ИЗУЧАЕМЫЙ ТЕКСТ:

——————————

Подумав, он ответил:
— Кроме преждевременной смерти, как будто никаких.
Эта невеселая острота невольно вспоминается, когда думаешь о судьбах выдающихся наших писателей. Путь одних закончился трагически. Другие, пережив гонения и преследования, благополучно умерли в своей постели. Третьи никаким гонениям не подвергались, но тем не менее их тоже настигла «преждевременная смерть»: они погибли как художники. Продолжали писать, печататься, но это уже были не они…
Расстрелянный Гумилев. Повесившиеся Есенин и Цветаева. Замученные и убитые — Бабель, Мандельштам, Пильняк. Замордованный Платонов. Затравленные Ахматова, Зощенко, Пастернак. Испуганно замолчавший Олеша. Превратившийся в жалкого графомана так ярко и талантливо начинавший Николай Тихонов…
Каждый случай неповторимо индивидуален. Но в основе каждого — своя драма. Иными словами, каждая из этих судеб представляет свой вариант, свой случай преждевременной и противоестественной гибели художника.
Кроме «Случая Мандельштама» и «Случая Зощенко» я собирался рассмотреть еще несколько таких «Случаев»: «Случай Маяковского», «Случай Василия Гроссмана». Где-то вдалеке маячил замысел «Случая Эренбурга». Для этого последнего у меня было даже уже припасено заглавие: «У времени в плену». И стоять этот «Случай» по моему замыслу должен был рядом с «Заложником вечности» («Случаем Мандельштама»), образуя как бы некий диптих, озаглавленный разбитой надвое строкой Пастернака: «Ты вечности заложник у времени в плену».
Но все эти мои замыслы остались нереализованными: началась перестройка, развалился Советский Союз, почила в бозе советская цензура. Писание в стол стало делом вполне бессмысленным.
Я мог бы, конечно, продолжать писать эти свои «Случаи» уже не в стол, а лелея надежду опубликовать их. Но открывшиеся новые возможности повлекли меня совсем в другую сторону, и, по правде говоря, я был уверен, что ни один из этих задуманных мною «Случаев» так никогда уже и не будет написан.

——————————

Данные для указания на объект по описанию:

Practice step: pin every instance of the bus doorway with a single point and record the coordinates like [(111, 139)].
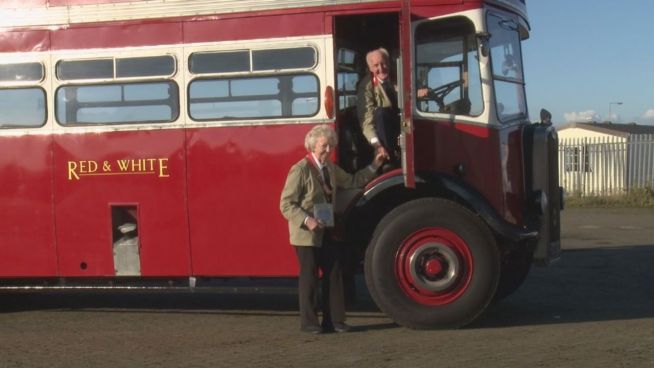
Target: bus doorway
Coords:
[(355, 36)]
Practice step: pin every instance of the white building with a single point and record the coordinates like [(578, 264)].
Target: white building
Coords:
[(605, 158)]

——————————

О ЗАДАНИИ: Выпишите из текста о судьбах писателей отрывок слово в слово: всё между «Но все эти мои» и «делом вполне бессмысленным.» включительно.

ОТВЕТ К ЗАДАНИЮ:
Но все эти мои замыслы остались нереализованными: началась перестройка, развалился Советский Союз, почила в бозе советская цензура. Писание в стол стало делом вполне бессмысленным.